Assigned task: Locate "Objective — one point per instance of the murky" in the listing below, then output the line holding it and every line after it, exactly and with nothing else.

Data in this exercise:
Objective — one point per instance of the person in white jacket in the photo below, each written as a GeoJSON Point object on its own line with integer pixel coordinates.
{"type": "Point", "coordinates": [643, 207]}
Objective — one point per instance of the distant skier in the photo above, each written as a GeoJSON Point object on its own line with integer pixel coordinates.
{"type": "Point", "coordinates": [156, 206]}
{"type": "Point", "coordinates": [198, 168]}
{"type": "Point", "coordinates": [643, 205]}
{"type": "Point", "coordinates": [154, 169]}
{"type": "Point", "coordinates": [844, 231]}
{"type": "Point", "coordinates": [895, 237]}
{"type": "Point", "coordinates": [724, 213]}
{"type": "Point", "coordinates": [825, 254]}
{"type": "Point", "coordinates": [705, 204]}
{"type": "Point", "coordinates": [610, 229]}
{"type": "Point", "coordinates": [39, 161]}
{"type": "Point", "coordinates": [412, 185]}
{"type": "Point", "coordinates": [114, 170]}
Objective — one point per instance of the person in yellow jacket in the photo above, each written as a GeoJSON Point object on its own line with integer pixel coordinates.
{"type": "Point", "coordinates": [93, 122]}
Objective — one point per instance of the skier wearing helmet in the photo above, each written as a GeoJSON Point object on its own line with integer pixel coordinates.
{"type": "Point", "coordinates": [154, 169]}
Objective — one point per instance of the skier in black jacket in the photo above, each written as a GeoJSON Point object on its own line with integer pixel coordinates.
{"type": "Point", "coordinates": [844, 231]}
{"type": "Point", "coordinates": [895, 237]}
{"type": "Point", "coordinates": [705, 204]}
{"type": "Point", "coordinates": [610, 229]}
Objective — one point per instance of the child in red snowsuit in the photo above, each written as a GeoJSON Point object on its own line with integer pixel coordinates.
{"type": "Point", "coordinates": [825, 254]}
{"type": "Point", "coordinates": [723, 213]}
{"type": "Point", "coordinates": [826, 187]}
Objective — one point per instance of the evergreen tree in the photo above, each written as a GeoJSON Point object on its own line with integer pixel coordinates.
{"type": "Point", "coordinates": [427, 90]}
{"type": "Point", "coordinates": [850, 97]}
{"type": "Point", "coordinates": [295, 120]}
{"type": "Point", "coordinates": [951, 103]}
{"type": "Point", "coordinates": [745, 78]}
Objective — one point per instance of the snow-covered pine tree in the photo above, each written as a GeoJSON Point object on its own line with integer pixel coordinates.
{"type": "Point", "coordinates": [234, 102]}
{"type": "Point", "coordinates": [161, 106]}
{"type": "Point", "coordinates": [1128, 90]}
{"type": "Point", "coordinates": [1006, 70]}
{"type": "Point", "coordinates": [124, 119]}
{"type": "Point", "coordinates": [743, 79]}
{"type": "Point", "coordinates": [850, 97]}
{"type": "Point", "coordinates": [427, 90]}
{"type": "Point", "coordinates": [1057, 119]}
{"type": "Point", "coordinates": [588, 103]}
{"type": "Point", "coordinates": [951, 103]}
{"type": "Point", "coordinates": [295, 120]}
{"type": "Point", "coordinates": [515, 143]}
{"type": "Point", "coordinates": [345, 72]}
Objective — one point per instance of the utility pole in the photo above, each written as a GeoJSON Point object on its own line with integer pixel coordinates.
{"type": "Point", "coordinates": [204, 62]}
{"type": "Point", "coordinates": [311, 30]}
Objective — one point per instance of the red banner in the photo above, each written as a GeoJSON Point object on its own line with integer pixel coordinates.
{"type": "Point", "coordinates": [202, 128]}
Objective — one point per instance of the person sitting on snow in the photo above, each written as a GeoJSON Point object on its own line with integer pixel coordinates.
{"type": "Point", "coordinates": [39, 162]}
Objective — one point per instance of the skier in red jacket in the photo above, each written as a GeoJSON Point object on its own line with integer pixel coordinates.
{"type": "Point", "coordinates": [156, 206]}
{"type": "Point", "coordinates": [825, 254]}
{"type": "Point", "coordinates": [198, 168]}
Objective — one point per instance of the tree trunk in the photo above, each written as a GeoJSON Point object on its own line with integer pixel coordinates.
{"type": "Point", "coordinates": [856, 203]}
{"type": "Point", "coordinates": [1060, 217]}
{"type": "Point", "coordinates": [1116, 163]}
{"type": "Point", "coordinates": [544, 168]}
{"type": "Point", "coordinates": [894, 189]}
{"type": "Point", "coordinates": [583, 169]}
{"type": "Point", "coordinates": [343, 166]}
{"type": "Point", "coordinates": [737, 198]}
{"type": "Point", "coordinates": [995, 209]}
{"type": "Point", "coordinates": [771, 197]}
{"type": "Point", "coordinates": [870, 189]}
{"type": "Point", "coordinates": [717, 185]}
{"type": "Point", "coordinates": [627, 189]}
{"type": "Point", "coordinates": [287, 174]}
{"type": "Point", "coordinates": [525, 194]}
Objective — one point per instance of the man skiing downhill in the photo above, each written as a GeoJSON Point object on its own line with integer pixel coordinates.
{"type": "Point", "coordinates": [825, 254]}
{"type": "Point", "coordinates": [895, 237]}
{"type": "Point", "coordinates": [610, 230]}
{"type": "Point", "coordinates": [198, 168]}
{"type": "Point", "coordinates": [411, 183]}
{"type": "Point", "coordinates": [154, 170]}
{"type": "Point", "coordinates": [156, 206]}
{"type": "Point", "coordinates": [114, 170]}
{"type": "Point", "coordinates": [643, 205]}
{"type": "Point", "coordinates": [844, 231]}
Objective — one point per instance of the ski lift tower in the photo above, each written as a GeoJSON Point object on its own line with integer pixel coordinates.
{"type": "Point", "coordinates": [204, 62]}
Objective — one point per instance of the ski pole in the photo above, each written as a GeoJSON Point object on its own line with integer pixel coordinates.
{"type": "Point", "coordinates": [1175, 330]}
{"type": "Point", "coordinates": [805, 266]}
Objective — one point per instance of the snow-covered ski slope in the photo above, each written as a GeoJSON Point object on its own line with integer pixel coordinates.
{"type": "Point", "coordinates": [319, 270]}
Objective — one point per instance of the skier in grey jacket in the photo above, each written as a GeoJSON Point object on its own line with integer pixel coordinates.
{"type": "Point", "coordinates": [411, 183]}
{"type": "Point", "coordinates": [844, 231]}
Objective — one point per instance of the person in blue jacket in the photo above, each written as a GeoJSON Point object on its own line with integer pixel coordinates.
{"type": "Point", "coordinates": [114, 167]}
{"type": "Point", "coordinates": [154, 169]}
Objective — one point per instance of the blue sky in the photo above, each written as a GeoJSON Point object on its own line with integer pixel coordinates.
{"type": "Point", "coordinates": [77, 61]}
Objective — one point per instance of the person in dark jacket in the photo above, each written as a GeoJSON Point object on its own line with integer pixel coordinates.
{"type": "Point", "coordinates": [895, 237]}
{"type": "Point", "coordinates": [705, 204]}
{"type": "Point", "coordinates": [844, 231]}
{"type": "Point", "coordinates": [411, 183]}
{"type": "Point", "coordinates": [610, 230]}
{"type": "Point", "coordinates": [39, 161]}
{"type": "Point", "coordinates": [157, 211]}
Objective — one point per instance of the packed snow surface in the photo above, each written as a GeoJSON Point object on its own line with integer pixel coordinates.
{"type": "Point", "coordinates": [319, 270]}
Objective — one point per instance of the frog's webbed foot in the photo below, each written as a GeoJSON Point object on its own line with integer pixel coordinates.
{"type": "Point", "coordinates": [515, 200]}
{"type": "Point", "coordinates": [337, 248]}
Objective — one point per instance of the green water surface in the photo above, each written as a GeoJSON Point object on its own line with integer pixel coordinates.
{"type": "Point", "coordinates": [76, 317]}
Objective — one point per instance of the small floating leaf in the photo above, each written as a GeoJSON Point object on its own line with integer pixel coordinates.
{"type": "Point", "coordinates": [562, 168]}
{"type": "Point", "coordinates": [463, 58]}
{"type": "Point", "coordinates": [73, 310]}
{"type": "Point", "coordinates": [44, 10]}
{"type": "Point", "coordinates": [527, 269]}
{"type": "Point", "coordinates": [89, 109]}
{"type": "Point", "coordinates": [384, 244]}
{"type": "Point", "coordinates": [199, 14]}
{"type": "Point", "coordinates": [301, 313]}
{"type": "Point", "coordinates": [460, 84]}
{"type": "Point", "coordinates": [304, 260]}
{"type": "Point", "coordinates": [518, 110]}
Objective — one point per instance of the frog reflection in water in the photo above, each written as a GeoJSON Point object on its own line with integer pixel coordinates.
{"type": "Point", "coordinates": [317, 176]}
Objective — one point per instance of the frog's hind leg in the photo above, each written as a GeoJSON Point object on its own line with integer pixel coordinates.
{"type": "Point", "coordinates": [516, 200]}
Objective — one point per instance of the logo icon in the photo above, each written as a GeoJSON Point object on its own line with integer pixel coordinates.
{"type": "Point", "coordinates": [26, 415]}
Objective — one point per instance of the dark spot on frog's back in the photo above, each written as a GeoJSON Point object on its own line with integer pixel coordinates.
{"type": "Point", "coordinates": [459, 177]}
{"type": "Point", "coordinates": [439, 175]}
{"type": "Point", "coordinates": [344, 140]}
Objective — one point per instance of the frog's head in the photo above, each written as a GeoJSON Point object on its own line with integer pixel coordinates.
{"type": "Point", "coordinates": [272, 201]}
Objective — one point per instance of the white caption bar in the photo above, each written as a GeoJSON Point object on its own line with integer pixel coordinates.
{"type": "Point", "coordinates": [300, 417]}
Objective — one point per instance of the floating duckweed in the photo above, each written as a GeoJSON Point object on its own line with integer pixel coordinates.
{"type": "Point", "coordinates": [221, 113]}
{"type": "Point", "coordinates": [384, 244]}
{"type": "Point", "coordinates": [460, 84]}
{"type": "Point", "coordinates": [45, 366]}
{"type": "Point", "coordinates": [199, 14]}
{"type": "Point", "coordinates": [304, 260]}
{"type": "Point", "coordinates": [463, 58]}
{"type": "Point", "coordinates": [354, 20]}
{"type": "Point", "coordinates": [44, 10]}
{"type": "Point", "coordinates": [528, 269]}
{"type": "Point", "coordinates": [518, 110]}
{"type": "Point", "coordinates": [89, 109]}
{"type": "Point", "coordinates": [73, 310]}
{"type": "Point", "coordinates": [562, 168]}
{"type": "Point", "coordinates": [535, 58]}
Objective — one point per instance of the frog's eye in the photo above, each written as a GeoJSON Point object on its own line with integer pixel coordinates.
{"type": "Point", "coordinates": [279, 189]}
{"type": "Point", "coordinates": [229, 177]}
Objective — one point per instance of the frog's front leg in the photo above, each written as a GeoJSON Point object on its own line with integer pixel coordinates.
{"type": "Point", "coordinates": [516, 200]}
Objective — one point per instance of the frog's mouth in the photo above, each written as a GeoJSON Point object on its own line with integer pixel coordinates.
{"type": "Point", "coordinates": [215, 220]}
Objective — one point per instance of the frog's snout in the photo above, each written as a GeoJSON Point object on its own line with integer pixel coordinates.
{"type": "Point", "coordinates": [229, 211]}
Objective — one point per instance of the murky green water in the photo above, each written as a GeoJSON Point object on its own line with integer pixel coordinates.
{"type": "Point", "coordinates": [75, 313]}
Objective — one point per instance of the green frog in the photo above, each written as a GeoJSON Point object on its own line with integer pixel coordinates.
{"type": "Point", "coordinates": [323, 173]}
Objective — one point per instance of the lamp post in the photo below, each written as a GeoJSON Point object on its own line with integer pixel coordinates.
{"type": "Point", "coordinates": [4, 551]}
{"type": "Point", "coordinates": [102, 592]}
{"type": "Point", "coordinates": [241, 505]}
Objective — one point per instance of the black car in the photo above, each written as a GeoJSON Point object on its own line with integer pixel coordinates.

Answer to this problem:
Objective — one point per instance of the murky green water in the photo above, each written as a GeoJSON Point object on its own line with integer pixel coordinates.
{"type": "Point", "coordinates": [75, 313]}
Objective — one point per instance of the green frog in the photo above, each written as a GeoJSON Point object on its own line with integer pixel coordinates.
{"type": "Point", "coordinates": [323, 173]}
Objective — one point per instance of the lamp post in the photo below, each written as a GeoJSON Point object on its own line with integer pixel coordinates.
{"type": "Point", "coordinates": [4, 551]}
{"type": "Point", "coordinates": [102, 592]}
{"type": "Point", "coordinates": [241, 505]}
Objective — one point per instance of the black car in the photo above, each written as a GeoJSON Point object on its own line with integer pixel coordinates.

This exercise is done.